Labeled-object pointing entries
● ● ● ●

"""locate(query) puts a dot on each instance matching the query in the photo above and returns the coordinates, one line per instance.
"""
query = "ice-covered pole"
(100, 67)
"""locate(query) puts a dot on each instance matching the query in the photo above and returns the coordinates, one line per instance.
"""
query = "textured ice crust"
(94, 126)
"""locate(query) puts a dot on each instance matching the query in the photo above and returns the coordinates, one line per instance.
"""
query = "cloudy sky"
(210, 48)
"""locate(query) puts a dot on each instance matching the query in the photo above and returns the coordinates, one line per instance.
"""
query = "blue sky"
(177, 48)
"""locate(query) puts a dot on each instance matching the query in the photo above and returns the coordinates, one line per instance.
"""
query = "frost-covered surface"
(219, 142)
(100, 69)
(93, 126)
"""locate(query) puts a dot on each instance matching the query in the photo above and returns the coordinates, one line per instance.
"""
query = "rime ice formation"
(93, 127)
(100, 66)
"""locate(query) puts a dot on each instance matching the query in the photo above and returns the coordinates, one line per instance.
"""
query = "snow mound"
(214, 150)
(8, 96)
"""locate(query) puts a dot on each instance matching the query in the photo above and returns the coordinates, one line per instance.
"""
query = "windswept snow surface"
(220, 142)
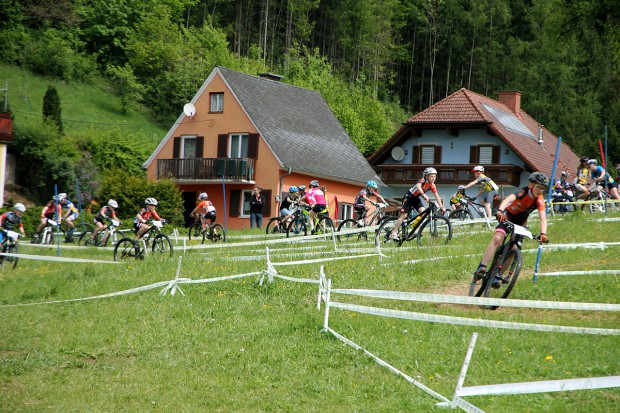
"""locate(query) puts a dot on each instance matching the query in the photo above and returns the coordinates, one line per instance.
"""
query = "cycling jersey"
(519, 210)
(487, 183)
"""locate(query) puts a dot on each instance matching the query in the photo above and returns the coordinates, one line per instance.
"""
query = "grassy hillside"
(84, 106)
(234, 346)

● ● ● ●

_Written exercise:_
Print the entries above exactly, taking out only the pictures.

_Expected output:_
"""locate(query) puts a dot on each instance matching the query in the photo above and returns the coordinates, one line per instance.
"""
query = "ice-covered pole"
(100, 67)
"""locate(query) puts a dot on each instance matching the query in the photo above and returns the coordinates, one line per instance.
"""
query = "textured ice crust"
(94, 126)
"""locate(query) puts a dot on each instance matching the query in the photo above and returns the coordinates, one line per instance.
"""
query = "cloudy sky"
(210, 48)
"""locate(query) puts a dot on each instance matching the query in the photo above and returns the coordinates, one line per instance.
"""
query = "blue sky"
(177, 48)
"""locate(query) puts a dot on each instance matching the query in the photo above and returns the coordinates, one line per instance.
"""
query = "frost-covered surface"
(219, 142)
(100, 69)
(93, 126)
"""locate(query) puts a dot on each instance matching the query in the photo above and returns the coordinates, one line per instance.
"""
query = "rime ice formation"
(93, 127)
(100, 66)
"""locate(query) puts a dot on each instance matching the query in the photo above and returns the coordinates, one line per instance.
"""
query = "snow mound"
(214, 150)
(8, 96)
"""locate(query) puts a dot on each instance matching the query in the photo above and returns the coordinates, one line per instance.
"""
query = "windswept snow surface"
(220, 142)
"""locate(query) puts a dot on each instance matching the query in the photo above and returns the coordinates, one line per instance.
"""
query = "cycling jersey"
(519, 210)
(487, 183)
"""locate(query) puts a dot on each instance matching the query in the photo above and returns the coordinates, one line per instance.
"""
query = "grassy hillside"
(84, 106)
(234, 346)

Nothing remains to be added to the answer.